====== Stored rows ======
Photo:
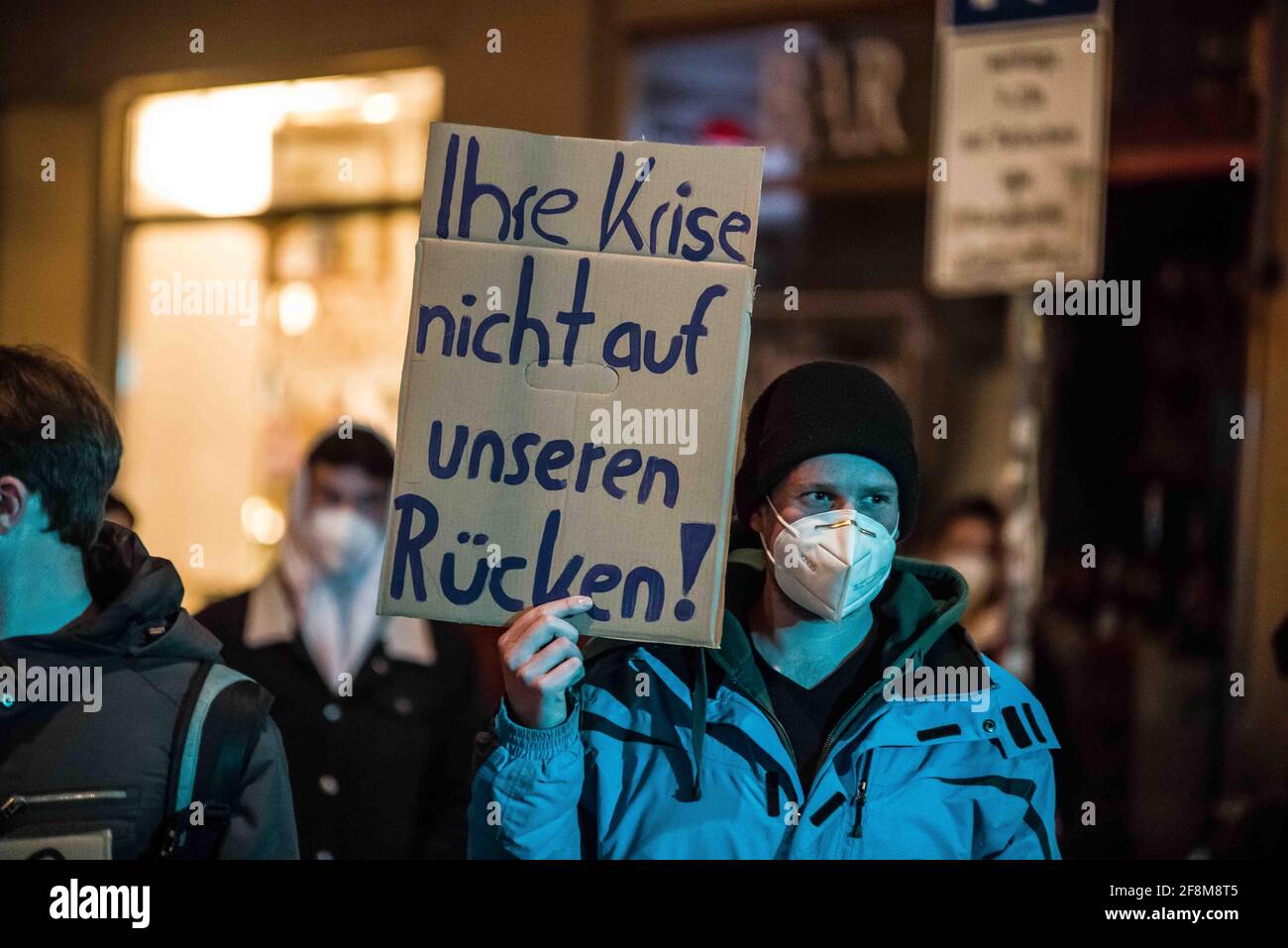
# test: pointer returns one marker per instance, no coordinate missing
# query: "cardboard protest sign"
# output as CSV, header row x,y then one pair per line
x,y
572,381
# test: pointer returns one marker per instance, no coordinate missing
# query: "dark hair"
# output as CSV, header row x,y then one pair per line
x,y
75,466
362,449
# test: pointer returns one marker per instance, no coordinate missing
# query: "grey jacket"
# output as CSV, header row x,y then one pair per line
x,y
68,768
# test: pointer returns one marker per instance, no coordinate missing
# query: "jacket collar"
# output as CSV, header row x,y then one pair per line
x,y
917,605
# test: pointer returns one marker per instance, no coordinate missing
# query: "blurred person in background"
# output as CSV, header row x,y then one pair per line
x,y
970,541
82,601
376,711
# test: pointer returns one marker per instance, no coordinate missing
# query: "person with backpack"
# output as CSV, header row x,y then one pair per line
x,y
377,712
846,714
121,732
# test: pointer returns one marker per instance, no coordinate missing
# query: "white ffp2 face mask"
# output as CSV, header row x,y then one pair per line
x,y
831,563
342,540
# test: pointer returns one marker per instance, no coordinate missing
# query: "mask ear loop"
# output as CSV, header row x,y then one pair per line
x,y
786,526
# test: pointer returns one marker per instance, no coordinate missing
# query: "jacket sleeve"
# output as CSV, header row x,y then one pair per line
x,y
263,822
526,792
1031,794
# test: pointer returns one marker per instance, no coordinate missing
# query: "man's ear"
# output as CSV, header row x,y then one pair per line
x,y
14,502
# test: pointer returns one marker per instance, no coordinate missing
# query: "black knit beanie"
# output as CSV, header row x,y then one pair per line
x,y
824,408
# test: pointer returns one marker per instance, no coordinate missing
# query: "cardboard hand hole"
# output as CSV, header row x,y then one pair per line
x,y
580,376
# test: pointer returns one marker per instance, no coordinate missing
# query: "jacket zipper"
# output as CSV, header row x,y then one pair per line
x,y
846,719
862,794
17,802
778,727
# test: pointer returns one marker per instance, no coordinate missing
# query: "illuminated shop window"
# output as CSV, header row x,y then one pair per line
x,y
267,273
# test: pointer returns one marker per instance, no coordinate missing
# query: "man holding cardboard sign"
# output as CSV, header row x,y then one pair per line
x,y
562,282
566,288
845,715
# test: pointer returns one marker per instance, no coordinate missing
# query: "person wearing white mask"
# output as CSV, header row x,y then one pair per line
x,y
970,541
845,714
377,714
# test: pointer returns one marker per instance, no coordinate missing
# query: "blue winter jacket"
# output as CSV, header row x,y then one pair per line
x,y
674,753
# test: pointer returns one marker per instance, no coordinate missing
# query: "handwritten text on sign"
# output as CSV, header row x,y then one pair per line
x,y
503,497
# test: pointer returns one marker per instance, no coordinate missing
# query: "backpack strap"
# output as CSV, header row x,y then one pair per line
x,y
219,721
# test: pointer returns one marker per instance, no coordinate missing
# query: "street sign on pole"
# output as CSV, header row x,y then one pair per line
x,y
1018,161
======
Work to complete
Copy every line of the records above that contains the word "person".

Finished exercise
# query: "blurred person in background"
# query: "person with backpack"
# query: "person wearing white mask"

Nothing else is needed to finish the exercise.